## CONSIGNA DEL EJERCICIO
Retoma el texto sobre el encierro durante el coronavirus justo después de su última frase y sigue escribiéndolo.

El mes de marzo del año que corre será recordado siempre por cómo el coronavirus sembró el pánico. Cada día se daba el parte de los muertos habidos y se nos informaba de lo que teníamos que hacer para evitar una infección que ya se había expandido por el mundo. Se produjo el estado de alarma y desde los balcones o a través de los visillos uno veía la calle desierta y a los pocos viandantes llevando a cuestas el miedo que les producía saber que la muerte la tenían en los talones.
Durante mi encierro, aceptado por necesidad y con la resignación adecuada a mi forma de ser, había días en los que el sobrecogimiento me podía por encima de cualquier otra cosa. El temor era constante; sobre todo por ese familiar que salía diariamente a comprar y en cuanto regresaba lo primero que hacía es cumplir con las normas que nos iba dictando Fernando Simón. Epidemiólogo que estaba de guardia permanente en la 1 de TVE.
Los días pasaban y el Covid-19 seguía dando muestras de fortaleza. Y, claro es, los fallecimientos no cesaban. Nos espantó lo que estaba ocurriendo en las residencias de ancianos. Lo sucedido en esos centros fue horripilante, tenebroso, terrorífico... Merecedor de castigo ejemplar para quienes no supieron o no quisieron poner los medios para evitar en parte esa tragedia. La falta de materiales y de personal en los hospitales evidenciaron que nuestros centros sanitarios llevaban ya mucho tiempo dando tumbos. Dejados de la mano de los políticos.

(Fragmentos de un conjunto de datos)
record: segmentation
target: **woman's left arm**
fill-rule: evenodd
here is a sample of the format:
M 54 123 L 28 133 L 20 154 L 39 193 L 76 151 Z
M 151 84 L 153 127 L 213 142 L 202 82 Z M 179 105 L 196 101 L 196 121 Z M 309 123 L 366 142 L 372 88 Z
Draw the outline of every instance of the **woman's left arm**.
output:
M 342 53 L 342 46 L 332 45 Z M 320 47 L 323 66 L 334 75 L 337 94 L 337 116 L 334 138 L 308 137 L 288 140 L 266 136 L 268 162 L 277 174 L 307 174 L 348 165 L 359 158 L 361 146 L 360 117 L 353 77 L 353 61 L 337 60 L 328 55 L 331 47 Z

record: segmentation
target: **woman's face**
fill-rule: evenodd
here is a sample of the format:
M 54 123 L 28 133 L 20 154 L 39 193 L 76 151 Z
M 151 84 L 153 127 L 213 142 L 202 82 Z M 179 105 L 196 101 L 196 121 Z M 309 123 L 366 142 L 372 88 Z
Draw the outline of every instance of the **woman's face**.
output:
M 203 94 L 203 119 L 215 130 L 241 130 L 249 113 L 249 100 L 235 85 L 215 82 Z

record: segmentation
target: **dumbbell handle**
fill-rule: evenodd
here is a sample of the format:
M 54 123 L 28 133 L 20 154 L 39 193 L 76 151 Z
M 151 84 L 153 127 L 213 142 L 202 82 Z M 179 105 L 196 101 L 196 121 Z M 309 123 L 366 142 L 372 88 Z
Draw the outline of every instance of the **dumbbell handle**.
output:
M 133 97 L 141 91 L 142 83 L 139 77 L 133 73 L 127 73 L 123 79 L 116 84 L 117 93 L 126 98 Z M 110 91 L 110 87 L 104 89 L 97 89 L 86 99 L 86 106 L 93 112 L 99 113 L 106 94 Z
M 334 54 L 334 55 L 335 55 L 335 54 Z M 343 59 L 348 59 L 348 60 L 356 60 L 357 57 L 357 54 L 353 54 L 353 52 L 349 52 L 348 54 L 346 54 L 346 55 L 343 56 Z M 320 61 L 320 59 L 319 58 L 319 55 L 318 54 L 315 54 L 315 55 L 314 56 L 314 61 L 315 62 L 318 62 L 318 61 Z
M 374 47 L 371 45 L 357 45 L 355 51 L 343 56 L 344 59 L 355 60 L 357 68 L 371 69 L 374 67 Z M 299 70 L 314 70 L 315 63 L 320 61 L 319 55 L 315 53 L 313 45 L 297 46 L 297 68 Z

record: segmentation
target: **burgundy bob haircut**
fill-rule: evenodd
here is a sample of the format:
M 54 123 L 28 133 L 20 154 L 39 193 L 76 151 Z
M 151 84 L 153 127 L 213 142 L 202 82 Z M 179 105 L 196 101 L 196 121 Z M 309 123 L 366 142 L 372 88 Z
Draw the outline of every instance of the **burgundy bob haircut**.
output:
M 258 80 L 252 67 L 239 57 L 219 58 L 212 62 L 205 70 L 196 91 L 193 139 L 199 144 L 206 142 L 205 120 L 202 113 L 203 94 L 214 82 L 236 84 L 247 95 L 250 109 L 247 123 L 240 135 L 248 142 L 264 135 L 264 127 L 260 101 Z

## RESULTADO DEL EJERCICIO
Marzo, abril, mayo y junio fueron meses en que quien escribe, como seguramente todas las personas que corren más riesgo de ser infectadas, decidió seguir al pie de la letra las recomendaciones dadas por especialistas y virólogos. Por más que en algunos casos, dada la gravedad de la pandemia y el desconocimiento de cómo tratarla, les llevó a decir una cosa y al día siguiente la contraria.
Los virólogos, que están sirviendo de mofa a criaturas cortitas de entendederas, el mayor error que han cometido desde que la pandemia hizo su aparición, fue creer que, debido a que no existe una vacuna contra un virus que mata, la gente sería más sabia y por tanto estaría dispuesta a cumplir a rajatabla las medidas sanitarias.
Desafortunatadamente, no ha sido así. Hasta el punto de que se está produciendo el efecto contrario: ha aumentado la locura general tanto en las fiestas como en sitios de ocio. Lugares donde todos los asistentes se tocan, no usan mascarillas, comen en el mismo plato, escupen salivilla y se pasan las reglas establecidas por las 'partes pudendas'. Ellos y ellas provocarán el llanto y crujir de dientes.